— THE REQUEST —
Count the lines in the records below that contain the word "dress", matching case exactly, and reply with the number alone.

— TASK MATERIAL —
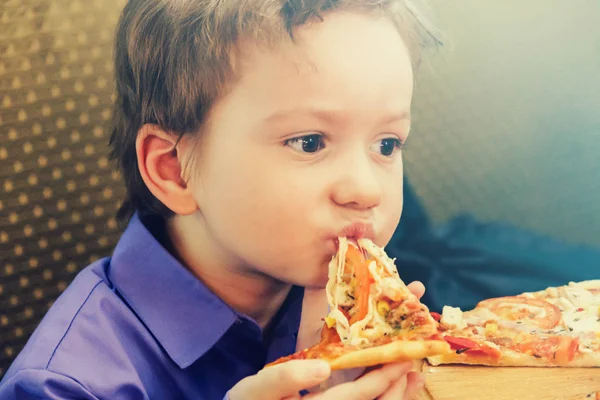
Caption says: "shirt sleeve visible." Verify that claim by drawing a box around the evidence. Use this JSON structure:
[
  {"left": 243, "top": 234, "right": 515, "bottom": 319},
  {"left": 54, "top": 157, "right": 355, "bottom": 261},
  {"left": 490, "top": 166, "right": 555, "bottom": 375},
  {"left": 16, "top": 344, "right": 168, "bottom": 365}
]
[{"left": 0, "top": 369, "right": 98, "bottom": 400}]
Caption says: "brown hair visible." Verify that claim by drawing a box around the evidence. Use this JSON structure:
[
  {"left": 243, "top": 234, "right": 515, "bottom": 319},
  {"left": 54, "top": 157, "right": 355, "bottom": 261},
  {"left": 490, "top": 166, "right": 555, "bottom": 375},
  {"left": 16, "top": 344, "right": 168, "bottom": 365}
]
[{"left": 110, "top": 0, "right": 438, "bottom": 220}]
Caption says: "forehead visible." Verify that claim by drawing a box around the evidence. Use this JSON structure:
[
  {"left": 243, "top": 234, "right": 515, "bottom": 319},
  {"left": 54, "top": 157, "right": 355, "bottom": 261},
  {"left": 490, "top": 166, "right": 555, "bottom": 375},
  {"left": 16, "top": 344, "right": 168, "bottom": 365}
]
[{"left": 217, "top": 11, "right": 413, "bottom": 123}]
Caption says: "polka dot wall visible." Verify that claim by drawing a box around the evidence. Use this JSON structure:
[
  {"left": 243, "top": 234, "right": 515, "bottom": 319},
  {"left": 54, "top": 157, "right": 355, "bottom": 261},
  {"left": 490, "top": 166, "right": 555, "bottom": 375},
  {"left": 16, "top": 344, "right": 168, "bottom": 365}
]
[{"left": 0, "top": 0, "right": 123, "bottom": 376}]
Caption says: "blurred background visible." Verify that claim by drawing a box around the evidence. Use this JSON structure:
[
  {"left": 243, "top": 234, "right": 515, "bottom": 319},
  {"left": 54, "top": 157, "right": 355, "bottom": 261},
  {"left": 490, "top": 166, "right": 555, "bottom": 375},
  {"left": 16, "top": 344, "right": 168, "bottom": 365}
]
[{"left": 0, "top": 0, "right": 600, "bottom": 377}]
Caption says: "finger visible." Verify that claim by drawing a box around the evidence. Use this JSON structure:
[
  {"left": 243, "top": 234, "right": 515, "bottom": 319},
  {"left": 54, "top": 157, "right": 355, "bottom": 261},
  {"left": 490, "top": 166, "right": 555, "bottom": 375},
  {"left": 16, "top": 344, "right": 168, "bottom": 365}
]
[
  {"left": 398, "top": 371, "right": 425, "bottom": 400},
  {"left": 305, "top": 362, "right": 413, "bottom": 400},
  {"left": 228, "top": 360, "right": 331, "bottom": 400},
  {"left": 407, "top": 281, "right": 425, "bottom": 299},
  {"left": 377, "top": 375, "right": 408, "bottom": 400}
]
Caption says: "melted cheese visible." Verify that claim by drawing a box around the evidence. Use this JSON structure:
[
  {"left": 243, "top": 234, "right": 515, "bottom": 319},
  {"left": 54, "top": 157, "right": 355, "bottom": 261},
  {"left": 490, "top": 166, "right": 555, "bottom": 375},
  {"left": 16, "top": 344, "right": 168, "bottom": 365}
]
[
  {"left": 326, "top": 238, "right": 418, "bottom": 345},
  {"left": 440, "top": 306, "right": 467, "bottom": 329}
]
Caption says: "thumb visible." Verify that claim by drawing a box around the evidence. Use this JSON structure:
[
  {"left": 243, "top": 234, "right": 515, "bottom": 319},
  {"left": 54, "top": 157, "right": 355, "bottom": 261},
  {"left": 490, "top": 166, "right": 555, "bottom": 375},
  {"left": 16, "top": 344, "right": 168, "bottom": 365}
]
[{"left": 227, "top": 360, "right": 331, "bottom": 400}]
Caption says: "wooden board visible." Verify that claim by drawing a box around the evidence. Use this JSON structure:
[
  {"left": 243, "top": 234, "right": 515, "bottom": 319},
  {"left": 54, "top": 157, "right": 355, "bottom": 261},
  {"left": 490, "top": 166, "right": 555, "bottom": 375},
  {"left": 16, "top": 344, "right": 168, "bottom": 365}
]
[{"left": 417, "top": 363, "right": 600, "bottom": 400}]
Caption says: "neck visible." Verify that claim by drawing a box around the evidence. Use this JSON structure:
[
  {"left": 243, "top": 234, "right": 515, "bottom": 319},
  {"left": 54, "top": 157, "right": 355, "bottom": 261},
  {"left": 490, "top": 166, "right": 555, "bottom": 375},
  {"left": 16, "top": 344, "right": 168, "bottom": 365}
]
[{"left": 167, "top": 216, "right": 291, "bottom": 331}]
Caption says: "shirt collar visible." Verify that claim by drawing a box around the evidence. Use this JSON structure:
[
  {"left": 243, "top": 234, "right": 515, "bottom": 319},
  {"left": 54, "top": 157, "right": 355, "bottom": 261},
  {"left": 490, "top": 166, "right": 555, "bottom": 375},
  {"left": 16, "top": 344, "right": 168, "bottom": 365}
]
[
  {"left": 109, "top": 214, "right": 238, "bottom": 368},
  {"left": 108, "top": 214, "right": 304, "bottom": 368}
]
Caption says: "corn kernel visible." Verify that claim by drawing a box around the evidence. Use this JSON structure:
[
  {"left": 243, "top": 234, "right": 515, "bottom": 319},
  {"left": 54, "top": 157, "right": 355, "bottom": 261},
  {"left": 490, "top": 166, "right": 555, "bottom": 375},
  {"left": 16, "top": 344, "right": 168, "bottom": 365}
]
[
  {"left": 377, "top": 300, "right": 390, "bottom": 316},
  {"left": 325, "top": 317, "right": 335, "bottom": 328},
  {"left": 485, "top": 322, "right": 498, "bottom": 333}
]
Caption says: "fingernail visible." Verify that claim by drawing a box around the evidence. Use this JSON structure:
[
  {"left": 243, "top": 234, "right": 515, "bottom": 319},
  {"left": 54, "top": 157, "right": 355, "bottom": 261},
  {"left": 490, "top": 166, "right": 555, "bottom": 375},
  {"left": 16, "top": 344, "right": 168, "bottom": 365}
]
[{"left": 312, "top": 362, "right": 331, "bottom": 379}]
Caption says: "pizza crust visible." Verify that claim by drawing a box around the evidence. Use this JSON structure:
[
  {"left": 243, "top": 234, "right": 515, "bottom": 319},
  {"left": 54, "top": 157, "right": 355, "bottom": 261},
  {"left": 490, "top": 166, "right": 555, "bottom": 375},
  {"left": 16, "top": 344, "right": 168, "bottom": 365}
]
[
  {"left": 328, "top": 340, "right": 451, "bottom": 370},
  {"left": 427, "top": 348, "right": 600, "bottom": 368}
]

* * *

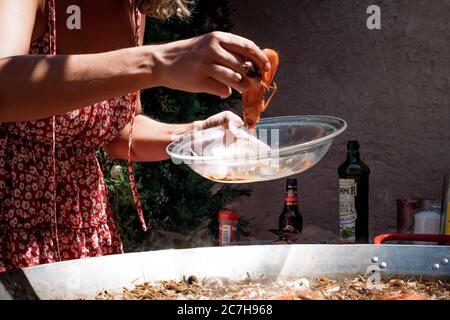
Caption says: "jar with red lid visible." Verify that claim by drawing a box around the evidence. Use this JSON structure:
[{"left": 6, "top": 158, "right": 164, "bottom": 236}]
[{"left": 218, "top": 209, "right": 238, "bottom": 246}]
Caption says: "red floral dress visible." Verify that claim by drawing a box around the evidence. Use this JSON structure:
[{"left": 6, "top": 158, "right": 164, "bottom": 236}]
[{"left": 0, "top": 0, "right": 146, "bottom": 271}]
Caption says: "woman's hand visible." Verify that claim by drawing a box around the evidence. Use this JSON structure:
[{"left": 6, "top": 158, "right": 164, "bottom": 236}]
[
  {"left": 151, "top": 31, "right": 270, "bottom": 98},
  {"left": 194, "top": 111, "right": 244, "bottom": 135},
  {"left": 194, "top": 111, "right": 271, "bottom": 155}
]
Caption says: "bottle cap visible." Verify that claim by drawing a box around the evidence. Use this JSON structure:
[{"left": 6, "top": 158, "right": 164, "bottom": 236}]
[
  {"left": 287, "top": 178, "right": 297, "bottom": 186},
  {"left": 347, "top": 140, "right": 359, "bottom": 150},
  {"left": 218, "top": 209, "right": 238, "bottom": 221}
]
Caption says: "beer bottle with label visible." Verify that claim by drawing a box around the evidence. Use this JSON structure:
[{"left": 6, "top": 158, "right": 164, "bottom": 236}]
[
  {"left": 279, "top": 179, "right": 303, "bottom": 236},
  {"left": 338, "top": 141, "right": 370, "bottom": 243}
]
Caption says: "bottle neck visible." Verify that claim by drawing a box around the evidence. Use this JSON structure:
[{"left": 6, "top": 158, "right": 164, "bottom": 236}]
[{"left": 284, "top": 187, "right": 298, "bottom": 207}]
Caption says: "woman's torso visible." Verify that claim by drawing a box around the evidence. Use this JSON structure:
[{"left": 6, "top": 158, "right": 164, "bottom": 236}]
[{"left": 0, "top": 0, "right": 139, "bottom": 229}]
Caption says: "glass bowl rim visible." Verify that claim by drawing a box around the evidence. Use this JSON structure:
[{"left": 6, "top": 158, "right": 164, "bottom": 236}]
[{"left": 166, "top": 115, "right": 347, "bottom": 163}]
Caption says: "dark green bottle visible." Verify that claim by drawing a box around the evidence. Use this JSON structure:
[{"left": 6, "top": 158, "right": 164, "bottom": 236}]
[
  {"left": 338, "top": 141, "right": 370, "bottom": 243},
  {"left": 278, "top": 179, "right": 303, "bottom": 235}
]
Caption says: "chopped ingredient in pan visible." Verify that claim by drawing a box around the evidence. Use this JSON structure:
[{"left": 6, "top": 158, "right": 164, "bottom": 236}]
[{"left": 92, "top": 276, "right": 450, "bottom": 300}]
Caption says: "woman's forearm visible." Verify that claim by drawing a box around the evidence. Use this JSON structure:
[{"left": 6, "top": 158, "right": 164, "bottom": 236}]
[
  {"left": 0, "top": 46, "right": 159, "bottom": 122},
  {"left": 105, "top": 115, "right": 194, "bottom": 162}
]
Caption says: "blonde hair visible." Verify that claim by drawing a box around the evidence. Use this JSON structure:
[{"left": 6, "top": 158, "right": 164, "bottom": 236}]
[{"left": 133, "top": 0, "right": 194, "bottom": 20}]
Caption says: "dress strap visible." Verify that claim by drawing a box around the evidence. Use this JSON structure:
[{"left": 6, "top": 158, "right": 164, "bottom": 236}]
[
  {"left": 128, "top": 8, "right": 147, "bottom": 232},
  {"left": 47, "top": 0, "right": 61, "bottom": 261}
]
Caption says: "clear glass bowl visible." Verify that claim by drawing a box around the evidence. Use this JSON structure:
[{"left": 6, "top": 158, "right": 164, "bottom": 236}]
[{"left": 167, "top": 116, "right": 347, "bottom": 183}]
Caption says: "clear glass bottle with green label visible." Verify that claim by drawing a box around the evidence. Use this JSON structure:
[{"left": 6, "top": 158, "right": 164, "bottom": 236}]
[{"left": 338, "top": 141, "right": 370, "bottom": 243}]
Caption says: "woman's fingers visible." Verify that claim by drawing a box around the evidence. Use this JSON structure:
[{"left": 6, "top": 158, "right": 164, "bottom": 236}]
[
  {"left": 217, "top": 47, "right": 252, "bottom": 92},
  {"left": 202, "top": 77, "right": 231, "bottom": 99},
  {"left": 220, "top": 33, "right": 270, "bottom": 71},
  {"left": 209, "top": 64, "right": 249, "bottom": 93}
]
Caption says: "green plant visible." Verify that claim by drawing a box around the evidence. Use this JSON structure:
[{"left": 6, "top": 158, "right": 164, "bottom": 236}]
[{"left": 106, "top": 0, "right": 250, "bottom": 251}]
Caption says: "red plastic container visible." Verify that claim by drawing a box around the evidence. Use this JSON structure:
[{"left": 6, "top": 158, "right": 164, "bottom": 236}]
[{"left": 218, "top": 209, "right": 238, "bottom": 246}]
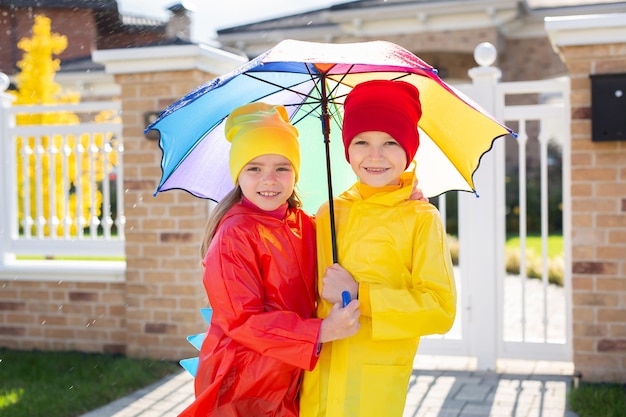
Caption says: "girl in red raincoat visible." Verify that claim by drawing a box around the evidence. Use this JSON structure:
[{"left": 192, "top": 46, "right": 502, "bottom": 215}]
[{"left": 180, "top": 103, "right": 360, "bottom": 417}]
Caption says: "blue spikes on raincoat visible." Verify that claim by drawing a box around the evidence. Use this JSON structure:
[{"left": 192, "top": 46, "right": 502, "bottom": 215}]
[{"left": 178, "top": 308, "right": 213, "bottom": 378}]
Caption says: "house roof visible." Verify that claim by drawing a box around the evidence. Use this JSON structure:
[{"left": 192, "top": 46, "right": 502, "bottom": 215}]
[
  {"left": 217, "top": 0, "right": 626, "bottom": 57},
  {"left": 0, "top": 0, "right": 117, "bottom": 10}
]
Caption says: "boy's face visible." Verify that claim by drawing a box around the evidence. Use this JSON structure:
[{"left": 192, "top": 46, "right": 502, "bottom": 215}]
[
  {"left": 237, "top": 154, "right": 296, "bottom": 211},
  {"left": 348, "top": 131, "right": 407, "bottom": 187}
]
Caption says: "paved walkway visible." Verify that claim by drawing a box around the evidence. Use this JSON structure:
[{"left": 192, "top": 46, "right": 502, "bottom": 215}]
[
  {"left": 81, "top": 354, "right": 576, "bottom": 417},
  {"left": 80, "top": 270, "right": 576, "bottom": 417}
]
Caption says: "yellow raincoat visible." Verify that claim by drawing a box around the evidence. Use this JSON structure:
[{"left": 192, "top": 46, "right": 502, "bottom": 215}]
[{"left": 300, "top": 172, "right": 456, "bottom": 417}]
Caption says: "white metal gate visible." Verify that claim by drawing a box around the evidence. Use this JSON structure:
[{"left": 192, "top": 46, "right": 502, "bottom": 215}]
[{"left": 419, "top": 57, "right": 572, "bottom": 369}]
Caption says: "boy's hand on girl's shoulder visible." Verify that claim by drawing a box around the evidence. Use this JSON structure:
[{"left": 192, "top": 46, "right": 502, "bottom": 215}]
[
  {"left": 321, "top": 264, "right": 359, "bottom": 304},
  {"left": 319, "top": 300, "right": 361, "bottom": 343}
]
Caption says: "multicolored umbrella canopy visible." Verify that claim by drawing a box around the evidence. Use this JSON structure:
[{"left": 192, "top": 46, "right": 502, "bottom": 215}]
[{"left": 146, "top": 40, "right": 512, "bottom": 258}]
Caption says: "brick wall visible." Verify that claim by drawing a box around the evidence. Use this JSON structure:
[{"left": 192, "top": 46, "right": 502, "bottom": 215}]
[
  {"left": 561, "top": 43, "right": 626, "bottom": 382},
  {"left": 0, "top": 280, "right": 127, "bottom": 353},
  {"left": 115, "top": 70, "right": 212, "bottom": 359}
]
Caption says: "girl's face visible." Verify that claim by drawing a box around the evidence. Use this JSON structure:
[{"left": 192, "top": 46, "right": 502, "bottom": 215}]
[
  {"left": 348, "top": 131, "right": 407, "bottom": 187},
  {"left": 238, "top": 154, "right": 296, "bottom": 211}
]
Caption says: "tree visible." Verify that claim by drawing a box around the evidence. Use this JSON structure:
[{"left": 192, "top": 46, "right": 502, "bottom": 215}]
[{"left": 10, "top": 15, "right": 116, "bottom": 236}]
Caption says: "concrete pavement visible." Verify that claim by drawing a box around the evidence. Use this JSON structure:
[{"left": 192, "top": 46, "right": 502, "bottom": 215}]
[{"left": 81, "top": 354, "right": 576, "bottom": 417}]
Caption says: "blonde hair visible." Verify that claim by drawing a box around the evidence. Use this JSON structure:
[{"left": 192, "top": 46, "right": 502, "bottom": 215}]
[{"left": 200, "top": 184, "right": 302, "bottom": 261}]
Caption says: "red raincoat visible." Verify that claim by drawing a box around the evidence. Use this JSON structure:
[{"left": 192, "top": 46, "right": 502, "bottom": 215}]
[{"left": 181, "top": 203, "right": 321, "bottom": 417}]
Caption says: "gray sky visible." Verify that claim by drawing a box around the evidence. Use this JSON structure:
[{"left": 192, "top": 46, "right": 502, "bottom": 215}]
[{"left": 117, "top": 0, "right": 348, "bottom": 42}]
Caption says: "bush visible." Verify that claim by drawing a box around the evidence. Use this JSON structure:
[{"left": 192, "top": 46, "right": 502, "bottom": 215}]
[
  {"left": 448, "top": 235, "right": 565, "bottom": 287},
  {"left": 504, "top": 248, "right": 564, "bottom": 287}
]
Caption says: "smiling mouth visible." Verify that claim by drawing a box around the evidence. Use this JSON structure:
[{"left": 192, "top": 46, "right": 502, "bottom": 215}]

==

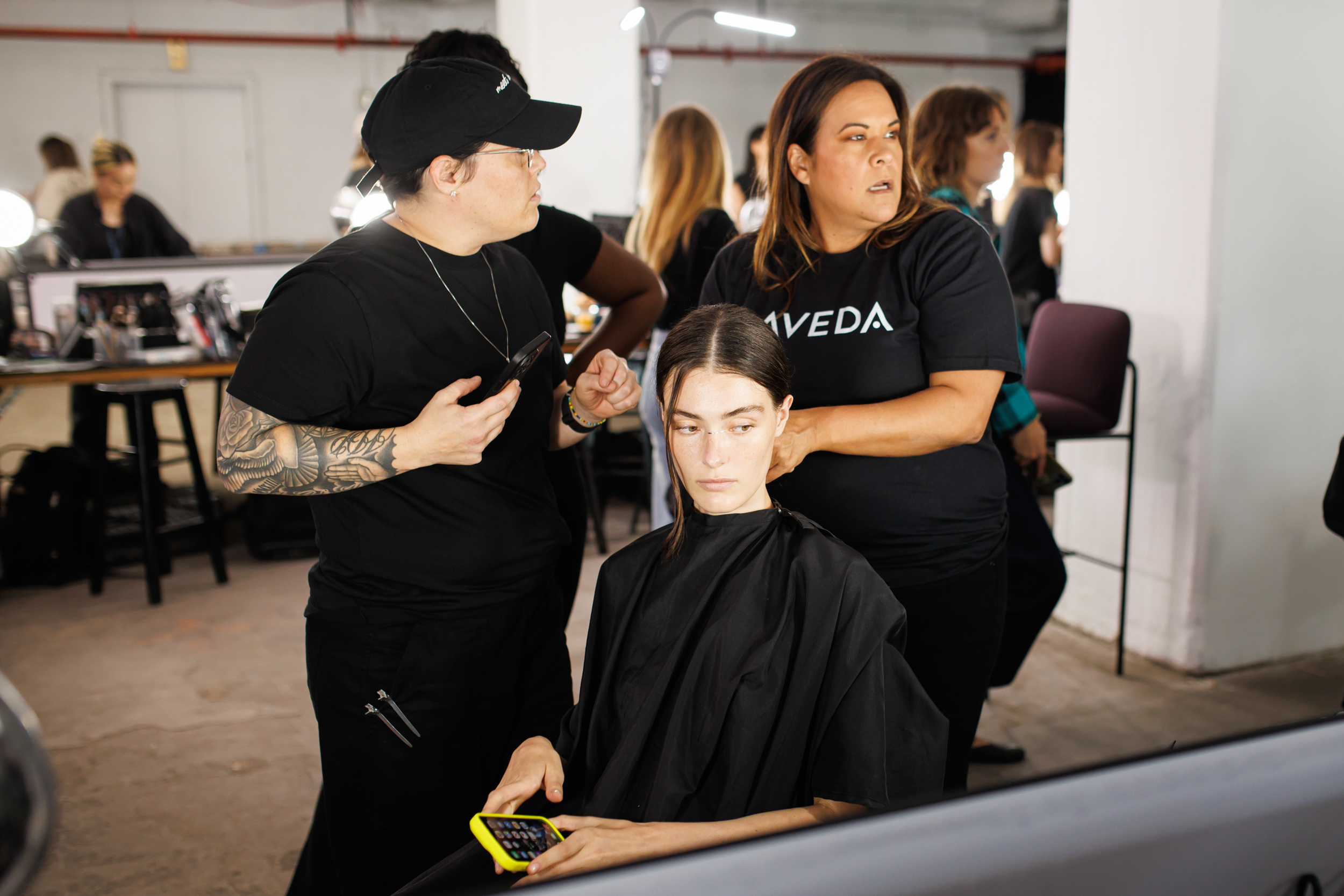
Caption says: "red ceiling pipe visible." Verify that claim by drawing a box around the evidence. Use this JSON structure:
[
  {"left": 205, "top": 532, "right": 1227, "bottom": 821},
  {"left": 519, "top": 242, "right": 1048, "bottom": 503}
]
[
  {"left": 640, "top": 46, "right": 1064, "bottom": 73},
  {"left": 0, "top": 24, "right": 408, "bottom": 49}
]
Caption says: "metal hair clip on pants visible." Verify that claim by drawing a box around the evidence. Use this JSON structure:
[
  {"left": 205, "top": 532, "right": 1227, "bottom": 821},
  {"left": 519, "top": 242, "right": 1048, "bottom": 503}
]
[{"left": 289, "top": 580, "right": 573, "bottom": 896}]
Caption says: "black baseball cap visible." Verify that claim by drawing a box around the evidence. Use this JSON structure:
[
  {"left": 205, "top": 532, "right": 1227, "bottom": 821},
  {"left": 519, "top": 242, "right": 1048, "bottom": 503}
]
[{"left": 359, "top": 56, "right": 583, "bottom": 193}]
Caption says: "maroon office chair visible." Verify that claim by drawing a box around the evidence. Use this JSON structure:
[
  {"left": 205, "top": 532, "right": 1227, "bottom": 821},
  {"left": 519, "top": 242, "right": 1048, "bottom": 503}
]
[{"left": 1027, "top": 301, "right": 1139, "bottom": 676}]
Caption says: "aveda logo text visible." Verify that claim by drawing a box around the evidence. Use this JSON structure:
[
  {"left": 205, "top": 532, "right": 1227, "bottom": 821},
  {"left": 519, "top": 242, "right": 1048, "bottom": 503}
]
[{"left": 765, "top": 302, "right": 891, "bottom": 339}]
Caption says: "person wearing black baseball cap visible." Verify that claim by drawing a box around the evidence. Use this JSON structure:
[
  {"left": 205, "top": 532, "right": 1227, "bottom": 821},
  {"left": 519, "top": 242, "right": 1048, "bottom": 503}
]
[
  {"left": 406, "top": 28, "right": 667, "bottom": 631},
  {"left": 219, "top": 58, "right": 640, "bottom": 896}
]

— ANSWER FOR THIS EXERCISE —
2